■ Supplied records ■
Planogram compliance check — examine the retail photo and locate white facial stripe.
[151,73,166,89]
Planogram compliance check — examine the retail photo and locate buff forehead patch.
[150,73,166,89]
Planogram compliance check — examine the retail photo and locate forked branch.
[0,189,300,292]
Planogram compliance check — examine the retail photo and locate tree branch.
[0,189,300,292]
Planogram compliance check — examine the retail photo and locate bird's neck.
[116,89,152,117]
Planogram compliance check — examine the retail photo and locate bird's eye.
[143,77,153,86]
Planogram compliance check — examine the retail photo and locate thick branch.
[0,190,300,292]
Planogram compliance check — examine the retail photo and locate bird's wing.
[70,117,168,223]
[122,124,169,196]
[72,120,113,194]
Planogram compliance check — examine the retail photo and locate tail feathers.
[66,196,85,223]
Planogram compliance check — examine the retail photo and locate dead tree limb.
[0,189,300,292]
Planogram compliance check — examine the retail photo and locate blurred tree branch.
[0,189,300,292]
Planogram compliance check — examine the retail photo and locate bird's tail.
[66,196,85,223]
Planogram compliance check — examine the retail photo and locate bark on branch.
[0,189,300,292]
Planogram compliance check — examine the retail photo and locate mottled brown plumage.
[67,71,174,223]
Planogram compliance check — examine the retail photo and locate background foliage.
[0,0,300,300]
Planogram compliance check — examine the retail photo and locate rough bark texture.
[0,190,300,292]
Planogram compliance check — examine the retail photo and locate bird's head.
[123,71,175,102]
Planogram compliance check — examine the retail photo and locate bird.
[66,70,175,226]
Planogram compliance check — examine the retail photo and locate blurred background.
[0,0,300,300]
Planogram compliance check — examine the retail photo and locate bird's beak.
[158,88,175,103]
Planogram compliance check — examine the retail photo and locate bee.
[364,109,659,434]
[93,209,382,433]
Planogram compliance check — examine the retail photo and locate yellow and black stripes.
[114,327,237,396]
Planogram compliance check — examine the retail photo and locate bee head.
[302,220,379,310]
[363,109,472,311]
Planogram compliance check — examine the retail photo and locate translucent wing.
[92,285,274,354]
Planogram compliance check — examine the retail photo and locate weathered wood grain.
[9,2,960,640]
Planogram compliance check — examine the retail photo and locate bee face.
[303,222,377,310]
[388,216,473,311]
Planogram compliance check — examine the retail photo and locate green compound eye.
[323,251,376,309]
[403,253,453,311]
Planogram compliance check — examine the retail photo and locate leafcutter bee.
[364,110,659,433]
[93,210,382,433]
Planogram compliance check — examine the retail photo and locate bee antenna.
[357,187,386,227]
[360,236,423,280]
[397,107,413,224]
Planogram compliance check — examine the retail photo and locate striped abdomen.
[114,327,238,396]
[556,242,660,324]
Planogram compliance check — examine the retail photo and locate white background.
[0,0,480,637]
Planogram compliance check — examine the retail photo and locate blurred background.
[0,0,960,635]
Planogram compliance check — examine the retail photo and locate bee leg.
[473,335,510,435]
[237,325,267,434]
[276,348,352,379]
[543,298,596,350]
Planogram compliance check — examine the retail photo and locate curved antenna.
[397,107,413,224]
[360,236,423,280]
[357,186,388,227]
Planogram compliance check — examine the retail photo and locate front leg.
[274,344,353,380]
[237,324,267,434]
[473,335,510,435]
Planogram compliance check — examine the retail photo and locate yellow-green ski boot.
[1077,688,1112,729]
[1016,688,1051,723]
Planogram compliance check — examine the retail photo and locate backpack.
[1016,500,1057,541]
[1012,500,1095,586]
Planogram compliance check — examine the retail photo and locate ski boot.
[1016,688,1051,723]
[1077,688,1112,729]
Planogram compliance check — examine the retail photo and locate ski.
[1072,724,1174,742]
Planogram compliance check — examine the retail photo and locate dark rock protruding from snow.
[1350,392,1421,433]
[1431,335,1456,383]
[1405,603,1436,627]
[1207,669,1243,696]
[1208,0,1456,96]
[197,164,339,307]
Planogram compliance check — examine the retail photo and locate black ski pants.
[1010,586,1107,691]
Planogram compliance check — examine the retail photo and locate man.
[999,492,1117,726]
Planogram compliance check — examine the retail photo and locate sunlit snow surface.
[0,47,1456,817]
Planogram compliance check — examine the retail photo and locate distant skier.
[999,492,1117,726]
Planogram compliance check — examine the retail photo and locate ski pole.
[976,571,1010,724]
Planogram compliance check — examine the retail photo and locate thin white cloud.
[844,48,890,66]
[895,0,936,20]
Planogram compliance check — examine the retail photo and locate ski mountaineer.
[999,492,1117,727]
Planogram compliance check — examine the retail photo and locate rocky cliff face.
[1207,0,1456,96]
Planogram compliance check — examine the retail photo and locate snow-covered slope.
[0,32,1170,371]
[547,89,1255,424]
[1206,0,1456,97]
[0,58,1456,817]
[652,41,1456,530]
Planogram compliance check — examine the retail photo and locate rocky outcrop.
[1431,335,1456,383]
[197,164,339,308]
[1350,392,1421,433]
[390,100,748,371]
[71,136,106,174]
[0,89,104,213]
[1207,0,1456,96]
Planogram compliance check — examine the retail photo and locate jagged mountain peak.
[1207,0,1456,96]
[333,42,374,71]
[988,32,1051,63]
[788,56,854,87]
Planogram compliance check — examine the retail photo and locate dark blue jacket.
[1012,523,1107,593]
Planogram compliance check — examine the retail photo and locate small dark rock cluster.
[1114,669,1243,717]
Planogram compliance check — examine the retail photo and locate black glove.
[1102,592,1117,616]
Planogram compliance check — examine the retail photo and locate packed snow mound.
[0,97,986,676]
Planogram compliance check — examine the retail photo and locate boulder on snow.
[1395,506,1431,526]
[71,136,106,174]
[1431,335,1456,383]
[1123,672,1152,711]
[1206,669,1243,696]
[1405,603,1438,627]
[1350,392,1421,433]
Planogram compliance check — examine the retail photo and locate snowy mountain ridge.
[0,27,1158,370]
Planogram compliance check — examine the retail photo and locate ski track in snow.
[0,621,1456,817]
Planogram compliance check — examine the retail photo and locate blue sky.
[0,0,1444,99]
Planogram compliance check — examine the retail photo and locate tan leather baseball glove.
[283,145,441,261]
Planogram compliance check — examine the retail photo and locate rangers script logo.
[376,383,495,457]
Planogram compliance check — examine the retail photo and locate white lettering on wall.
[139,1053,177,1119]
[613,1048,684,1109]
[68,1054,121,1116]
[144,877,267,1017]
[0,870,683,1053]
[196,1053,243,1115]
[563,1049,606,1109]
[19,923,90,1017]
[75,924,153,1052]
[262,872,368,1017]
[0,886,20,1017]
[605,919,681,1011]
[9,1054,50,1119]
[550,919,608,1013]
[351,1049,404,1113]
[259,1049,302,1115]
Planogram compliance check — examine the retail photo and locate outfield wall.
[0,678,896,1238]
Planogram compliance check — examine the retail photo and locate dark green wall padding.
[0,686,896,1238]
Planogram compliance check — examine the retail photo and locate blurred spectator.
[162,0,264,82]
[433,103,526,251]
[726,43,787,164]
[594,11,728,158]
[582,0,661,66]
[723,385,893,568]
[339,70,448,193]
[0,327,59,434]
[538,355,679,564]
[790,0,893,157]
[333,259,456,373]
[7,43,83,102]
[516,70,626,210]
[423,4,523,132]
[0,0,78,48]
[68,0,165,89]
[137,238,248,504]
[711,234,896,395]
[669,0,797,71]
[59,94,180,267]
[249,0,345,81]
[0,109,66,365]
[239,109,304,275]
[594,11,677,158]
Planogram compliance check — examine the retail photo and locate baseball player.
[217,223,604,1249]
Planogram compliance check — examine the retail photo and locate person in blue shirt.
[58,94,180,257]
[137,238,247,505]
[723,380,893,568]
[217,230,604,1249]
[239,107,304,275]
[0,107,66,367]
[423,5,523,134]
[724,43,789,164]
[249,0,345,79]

■ Objective ■
How many of the lines above contain the word "branch"? Reply with the number alone.

■ Written response ■
5